══ RECORDS FOR THE TASK

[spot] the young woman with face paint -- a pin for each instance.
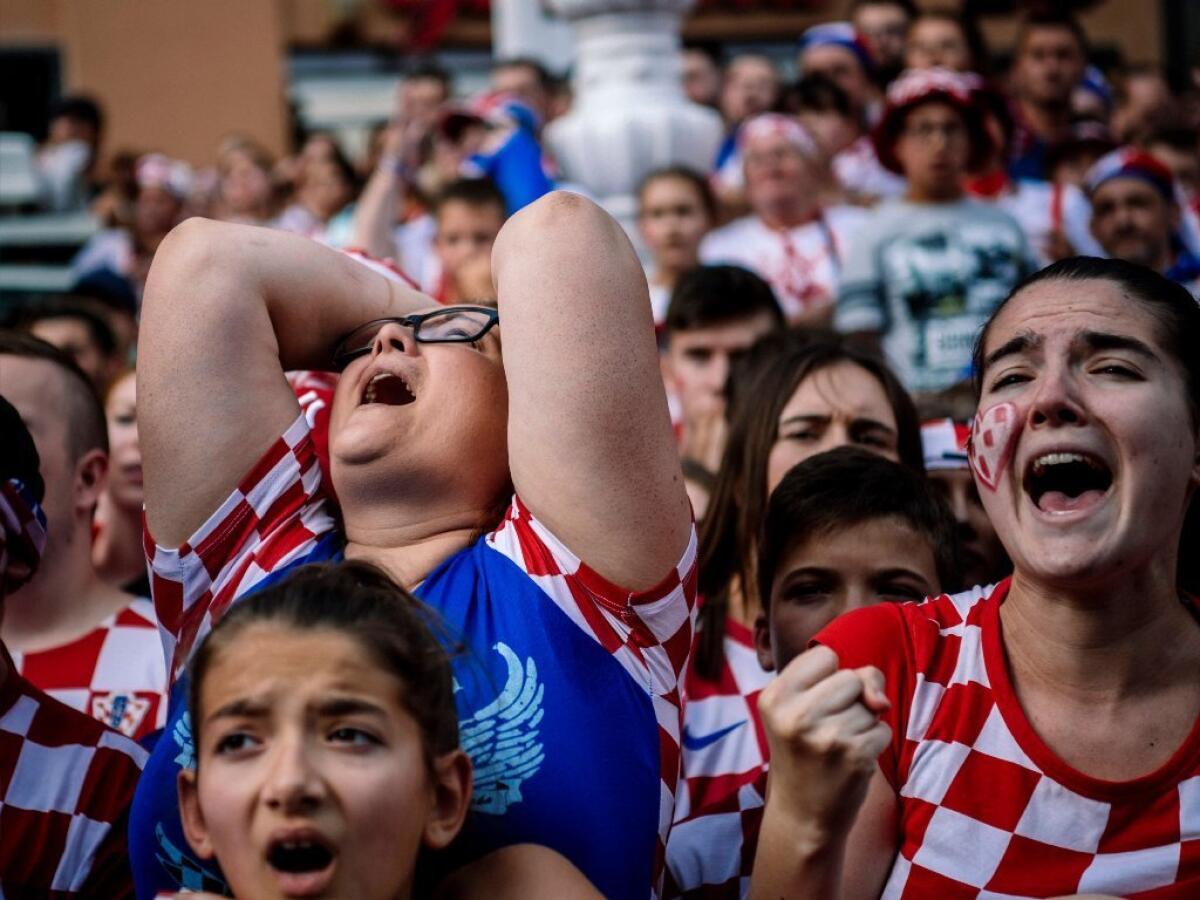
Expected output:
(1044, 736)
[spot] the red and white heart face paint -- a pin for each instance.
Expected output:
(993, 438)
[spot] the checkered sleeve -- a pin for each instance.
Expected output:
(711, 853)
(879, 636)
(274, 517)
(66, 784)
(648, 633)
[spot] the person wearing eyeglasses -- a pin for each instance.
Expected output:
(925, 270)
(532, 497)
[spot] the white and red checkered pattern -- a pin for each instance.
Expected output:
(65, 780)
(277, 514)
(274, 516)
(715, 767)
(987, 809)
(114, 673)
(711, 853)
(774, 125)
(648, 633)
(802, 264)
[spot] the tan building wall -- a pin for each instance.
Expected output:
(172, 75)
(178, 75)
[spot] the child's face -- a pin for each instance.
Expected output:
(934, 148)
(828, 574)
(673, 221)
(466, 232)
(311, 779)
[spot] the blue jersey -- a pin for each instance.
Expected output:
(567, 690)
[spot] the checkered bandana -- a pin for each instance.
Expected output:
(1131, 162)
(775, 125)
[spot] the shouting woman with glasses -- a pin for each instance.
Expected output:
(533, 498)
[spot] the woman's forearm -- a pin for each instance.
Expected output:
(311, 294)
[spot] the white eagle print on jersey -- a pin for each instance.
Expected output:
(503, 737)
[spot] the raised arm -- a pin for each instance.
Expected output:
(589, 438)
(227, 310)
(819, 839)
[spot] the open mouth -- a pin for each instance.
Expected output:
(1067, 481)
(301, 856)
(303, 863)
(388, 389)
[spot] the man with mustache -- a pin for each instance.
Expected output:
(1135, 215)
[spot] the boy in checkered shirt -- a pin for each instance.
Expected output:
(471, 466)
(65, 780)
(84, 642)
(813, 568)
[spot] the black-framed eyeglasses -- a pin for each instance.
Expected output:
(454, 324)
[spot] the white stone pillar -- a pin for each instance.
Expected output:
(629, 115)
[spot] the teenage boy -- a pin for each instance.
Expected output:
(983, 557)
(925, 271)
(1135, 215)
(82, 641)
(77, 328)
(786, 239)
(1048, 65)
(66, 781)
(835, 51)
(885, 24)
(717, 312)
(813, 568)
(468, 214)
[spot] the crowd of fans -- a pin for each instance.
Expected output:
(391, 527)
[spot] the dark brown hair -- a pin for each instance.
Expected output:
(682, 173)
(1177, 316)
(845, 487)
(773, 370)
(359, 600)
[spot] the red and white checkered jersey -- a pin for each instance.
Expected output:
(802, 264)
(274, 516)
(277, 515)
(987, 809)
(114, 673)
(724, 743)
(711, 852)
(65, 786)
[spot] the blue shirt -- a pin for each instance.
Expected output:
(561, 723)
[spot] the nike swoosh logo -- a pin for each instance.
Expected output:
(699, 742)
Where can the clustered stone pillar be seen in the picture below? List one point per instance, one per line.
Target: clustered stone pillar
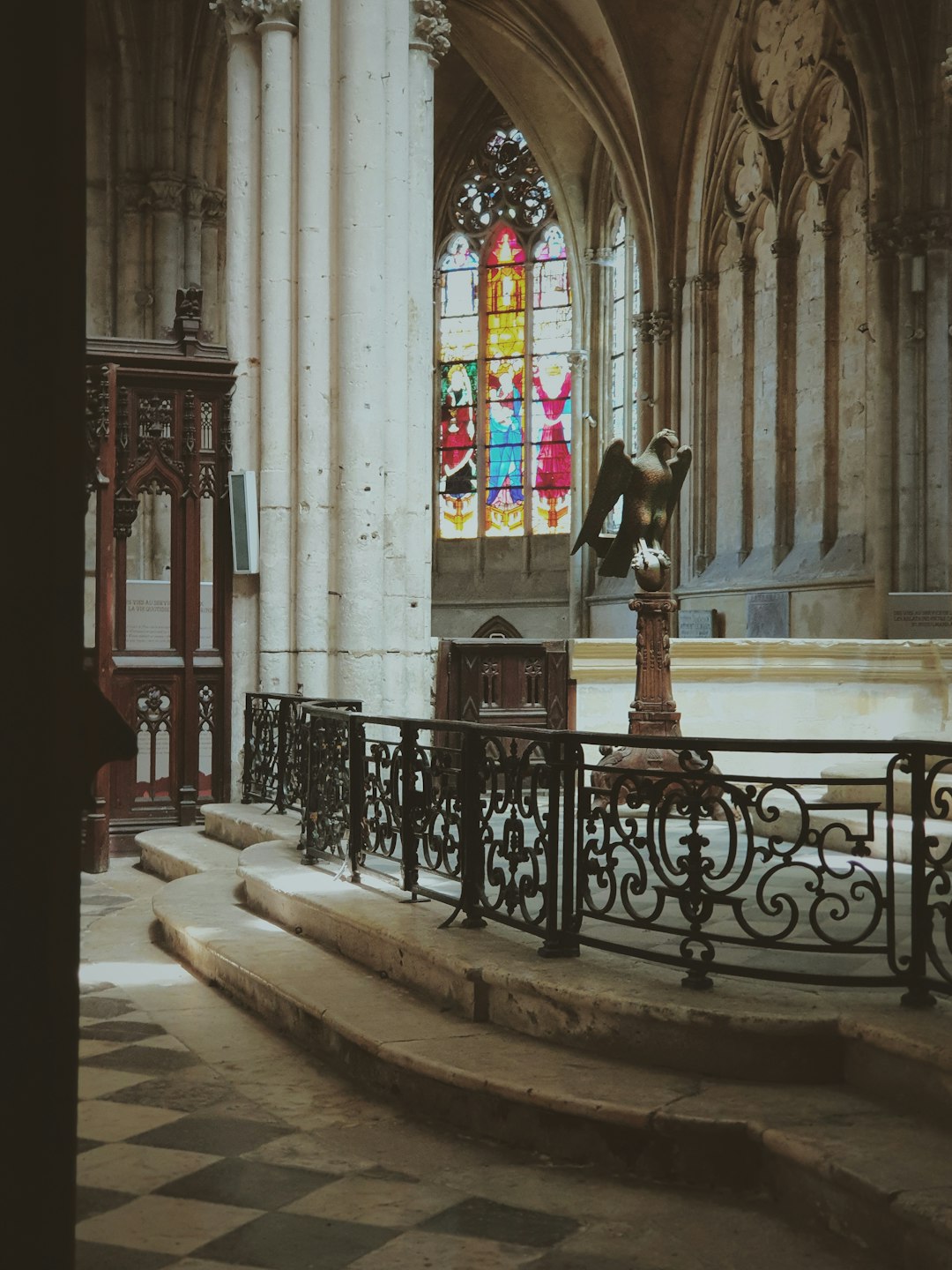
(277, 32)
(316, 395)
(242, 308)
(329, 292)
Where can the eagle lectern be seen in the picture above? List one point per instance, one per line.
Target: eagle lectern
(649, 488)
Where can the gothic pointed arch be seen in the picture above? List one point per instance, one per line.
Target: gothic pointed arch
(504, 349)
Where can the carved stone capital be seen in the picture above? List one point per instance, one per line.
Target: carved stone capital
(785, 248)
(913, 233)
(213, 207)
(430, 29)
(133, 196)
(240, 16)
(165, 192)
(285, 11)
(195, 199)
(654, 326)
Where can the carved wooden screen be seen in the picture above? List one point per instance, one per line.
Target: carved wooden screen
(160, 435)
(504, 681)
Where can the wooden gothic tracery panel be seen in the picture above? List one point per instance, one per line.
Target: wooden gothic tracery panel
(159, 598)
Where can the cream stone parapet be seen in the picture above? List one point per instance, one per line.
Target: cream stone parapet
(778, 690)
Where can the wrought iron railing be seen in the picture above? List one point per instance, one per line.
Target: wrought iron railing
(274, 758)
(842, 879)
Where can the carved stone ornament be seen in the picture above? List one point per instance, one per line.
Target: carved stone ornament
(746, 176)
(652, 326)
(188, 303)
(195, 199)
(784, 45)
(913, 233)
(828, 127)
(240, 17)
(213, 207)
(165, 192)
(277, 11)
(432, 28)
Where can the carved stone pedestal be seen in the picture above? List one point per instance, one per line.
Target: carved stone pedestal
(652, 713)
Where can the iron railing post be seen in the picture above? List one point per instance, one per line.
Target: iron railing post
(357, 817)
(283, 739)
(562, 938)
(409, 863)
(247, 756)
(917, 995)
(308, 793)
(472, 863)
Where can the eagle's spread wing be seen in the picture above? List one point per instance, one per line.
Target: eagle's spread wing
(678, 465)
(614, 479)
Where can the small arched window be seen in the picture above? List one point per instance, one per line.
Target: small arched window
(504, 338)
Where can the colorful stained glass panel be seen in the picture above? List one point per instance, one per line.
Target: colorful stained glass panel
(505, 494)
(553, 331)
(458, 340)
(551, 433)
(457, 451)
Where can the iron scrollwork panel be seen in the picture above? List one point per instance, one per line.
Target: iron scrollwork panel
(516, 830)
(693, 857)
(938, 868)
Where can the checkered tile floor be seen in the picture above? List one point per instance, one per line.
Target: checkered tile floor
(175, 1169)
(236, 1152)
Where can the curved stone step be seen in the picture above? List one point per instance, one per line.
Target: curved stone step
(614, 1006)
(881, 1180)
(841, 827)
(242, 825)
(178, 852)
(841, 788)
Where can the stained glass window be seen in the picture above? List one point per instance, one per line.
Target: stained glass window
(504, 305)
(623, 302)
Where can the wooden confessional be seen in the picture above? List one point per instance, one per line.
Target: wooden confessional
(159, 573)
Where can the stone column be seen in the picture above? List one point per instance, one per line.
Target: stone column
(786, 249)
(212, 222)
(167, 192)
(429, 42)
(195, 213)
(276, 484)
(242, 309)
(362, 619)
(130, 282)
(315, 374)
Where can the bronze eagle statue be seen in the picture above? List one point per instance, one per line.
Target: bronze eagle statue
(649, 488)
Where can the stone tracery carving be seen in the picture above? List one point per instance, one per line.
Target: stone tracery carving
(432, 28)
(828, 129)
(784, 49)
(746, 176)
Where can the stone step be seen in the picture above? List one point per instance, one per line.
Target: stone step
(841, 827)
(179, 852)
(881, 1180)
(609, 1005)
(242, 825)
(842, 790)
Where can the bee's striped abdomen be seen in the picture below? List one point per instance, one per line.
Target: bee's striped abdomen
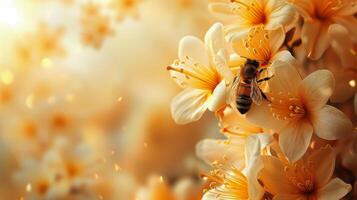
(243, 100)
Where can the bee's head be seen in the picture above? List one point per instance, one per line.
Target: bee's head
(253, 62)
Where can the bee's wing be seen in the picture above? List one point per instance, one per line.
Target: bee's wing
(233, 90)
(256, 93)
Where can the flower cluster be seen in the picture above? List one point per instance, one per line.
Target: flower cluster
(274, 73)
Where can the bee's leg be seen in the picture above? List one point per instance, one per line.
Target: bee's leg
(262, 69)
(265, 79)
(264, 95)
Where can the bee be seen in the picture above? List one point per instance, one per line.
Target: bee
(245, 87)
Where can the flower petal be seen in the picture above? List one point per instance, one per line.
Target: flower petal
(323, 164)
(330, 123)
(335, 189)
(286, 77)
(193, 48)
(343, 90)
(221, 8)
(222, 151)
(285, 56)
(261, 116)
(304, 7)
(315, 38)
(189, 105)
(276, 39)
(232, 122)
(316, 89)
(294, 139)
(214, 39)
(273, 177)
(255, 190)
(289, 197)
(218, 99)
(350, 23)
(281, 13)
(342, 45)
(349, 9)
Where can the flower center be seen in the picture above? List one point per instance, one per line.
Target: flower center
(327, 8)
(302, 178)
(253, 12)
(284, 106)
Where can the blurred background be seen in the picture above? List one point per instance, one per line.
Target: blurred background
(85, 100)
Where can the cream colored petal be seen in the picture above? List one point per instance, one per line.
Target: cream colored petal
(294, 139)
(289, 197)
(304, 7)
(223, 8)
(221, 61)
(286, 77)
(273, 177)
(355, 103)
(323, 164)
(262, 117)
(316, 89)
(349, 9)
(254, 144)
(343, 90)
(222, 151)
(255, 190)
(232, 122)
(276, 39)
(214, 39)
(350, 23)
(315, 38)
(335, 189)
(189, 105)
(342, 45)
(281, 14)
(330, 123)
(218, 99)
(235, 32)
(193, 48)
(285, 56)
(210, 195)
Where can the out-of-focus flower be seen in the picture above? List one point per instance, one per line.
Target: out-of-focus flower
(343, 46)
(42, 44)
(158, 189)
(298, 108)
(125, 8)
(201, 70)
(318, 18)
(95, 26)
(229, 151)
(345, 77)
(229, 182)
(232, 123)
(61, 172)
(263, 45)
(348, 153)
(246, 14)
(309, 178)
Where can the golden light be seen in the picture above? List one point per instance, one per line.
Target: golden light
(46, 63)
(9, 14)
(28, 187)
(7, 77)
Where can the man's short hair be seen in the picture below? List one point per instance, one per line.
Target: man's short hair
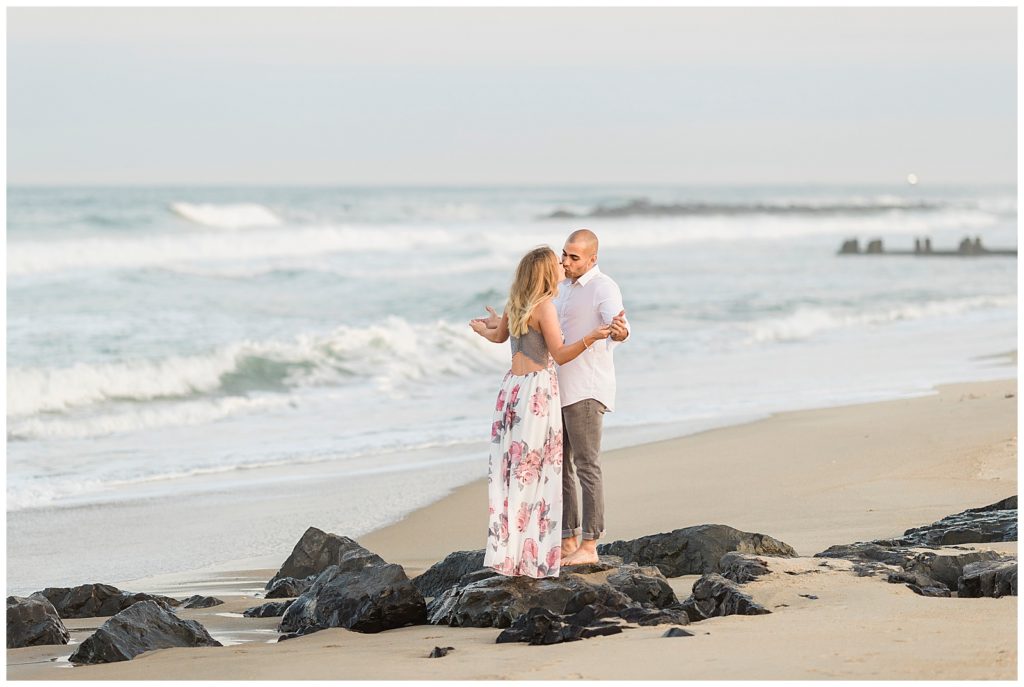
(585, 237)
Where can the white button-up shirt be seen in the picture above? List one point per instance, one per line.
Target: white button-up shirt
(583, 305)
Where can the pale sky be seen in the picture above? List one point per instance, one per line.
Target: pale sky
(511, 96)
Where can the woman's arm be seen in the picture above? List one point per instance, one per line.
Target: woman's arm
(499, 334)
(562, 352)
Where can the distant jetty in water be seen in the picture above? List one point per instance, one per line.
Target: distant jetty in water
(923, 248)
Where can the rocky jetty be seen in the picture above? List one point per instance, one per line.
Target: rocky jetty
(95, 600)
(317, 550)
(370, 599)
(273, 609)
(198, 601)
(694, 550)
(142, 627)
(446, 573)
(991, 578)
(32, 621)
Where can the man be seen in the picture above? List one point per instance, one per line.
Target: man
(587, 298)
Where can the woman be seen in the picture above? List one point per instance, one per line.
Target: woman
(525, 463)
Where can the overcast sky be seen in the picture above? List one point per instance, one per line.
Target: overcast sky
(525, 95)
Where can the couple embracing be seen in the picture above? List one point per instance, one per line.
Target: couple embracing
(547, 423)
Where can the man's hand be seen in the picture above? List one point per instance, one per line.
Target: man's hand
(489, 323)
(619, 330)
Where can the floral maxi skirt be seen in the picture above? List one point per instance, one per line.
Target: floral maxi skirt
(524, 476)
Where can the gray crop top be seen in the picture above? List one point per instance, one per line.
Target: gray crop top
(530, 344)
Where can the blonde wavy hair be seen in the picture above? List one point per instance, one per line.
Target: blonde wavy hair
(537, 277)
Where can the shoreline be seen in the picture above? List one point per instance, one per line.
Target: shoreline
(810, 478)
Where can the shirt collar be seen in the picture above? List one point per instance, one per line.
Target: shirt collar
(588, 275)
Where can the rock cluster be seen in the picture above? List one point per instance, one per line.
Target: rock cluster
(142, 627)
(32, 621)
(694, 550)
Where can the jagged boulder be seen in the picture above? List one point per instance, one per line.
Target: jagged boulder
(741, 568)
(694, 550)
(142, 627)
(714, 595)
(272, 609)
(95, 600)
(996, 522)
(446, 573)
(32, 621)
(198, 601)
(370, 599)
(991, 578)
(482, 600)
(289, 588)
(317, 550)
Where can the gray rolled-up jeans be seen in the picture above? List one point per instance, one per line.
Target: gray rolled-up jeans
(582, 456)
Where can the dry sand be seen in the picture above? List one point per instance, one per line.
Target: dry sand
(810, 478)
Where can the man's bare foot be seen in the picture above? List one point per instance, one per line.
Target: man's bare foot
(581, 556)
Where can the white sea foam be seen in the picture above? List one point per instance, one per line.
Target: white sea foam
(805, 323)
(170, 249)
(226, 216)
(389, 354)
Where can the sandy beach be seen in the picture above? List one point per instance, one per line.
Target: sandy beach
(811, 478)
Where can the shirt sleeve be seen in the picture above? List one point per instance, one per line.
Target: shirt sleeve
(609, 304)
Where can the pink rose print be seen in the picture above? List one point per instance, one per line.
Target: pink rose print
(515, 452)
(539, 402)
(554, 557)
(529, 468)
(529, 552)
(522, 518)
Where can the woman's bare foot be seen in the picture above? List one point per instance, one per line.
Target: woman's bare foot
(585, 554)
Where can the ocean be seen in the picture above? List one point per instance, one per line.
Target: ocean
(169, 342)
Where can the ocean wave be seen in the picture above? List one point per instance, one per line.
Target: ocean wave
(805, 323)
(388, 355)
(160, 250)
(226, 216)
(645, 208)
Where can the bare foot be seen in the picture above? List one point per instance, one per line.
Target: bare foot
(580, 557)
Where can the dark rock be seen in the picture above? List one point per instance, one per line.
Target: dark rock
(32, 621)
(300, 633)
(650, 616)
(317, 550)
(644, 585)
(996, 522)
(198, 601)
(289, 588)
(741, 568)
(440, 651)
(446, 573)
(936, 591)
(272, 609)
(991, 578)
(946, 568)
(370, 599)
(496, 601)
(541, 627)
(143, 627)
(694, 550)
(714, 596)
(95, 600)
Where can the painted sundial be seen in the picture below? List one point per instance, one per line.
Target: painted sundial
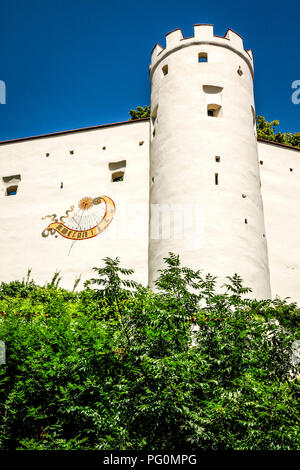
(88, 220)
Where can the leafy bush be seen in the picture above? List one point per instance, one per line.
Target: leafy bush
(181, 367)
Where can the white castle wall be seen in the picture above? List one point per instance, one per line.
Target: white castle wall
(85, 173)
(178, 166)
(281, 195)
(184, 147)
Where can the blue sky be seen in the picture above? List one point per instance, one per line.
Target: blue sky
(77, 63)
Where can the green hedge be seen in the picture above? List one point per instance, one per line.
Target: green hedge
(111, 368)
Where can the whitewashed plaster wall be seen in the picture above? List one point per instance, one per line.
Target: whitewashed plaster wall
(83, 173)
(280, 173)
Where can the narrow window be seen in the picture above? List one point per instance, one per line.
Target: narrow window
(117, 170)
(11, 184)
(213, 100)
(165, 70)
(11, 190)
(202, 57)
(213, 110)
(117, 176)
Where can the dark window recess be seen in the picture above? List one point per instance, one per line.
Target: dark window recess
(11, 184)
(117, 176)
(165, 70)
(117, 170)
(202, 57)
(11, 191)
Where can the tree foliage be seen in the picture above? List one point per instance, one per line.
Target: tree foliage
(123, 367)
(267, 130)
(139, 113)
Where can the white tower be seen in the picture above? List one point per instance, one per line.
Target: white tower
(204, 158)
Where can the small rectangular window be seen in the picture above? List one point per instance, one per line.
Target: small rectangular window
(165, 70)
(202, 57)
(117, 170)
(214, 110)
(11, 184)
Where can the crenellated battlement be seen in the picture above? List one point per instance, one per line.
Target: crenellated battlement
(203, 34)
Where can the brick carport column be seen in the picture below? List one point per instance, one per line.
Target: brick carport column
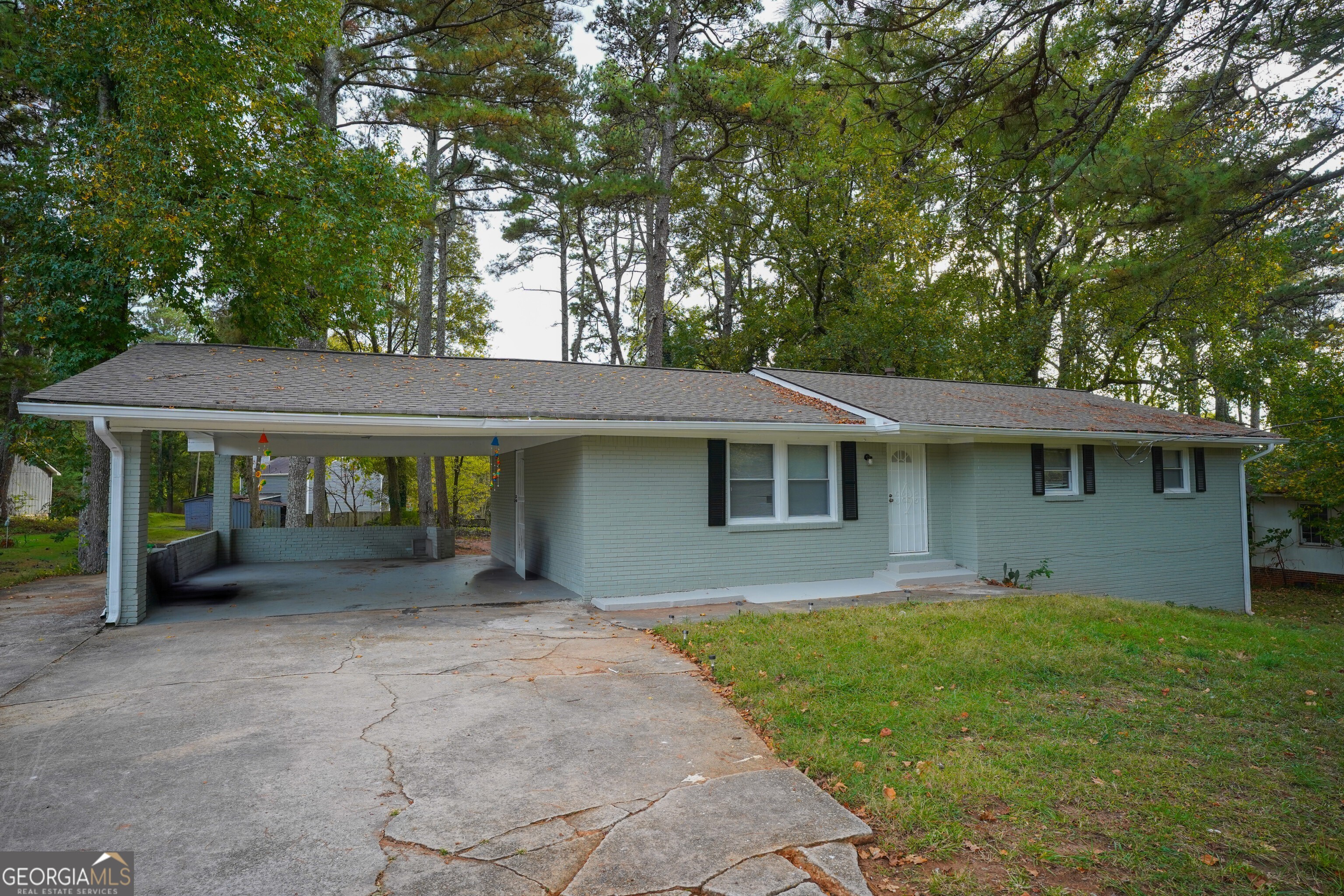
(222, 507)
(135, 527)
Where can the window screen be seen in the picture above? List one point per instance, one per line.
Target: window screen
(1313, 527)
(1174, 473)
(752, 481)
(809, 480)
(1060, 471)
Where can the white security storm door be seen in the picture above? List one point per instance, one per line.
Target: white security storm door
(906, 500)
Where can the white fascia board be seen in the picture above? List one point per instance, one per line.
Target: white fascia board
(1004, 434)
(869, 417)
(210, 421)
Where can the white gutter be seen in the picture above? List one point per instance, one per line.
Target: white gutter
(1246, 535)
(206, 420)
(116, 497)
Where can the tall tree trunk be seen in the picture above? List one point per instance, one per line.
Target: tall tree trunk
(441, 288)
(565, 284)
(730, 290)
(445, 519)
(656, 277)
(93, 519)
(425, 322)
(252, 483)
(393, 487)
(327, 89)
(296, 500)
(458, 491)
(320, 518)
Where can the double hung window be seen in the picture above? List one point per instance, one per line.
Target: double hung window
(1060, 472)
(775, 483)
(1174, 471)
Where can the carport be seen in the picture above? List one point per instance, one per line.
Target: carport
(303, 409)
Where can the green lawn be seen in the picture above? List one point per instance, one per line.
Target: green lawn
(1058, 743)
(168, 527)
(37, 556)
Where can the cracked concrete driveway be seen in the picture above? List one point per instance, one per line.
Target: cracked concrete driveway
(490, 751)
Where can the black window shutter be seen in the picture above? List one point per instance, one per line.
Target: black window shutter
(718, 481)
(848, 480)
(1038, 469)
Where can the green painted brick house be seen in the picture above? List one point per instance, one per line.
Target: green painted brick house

════

Repeat, without change, each line of the data above from the one that contains "Where can the white security" through the final line, counting both.

Where can the white security storm door be seen in the picture above? List one point per instance, one per line.
Target: white security storm door
(906, 500)
Where can the white fascia board be seen in the picture above? List one point per instance, one per line.
Target: white fascia board
(1004, 434)
(869, 417)
(210, 421)
Where can the white gutter be seen in the picture above? List one point per instance, one per line.
Target: white gutter
(1246, 535)
(206, 420)
(116, 497)
Where can the tall tree trunk be seen in the picture above? List one point per instance, one per line.
Target: tall tree trunk
(441, 288)
(565, 284)
(730, 290)
(445, 519)
(656, 277)
(93, 519)
(425, 322)
(252, 483)
(393, 487)
(327, 89)
(296, 500)
(458, 491)
(320, 518)
Where can the double hung window be seen in the picture above? List one point per instance, one per line.
Target: double hung window
(1060, 472)
(775, 483)
(1174, 471)
Where can the carport be seen in the picture above? List one point per instance, one per line.
Target: carport
(303, 409)
Where can the green lawn be seen in the picture above? List one point per instance, one per line.
Target: green lawn
(1058, 743)
(168, 527)
(37, 556)
Where can the cracked concrete driveway be seen in the picture above? List one point per instance, one per line.
Target: cracked concrete driveway
(490, 751)
Where can the black window shutter be seen in the picture above? List one point per instance, one per line.
Target: black window shutter
(718, 481)
(848, 480)
(1038, 469)
Where can the green painted brick house be seen in the picture above? List one point per instance, one per line.
Target: green painted brick house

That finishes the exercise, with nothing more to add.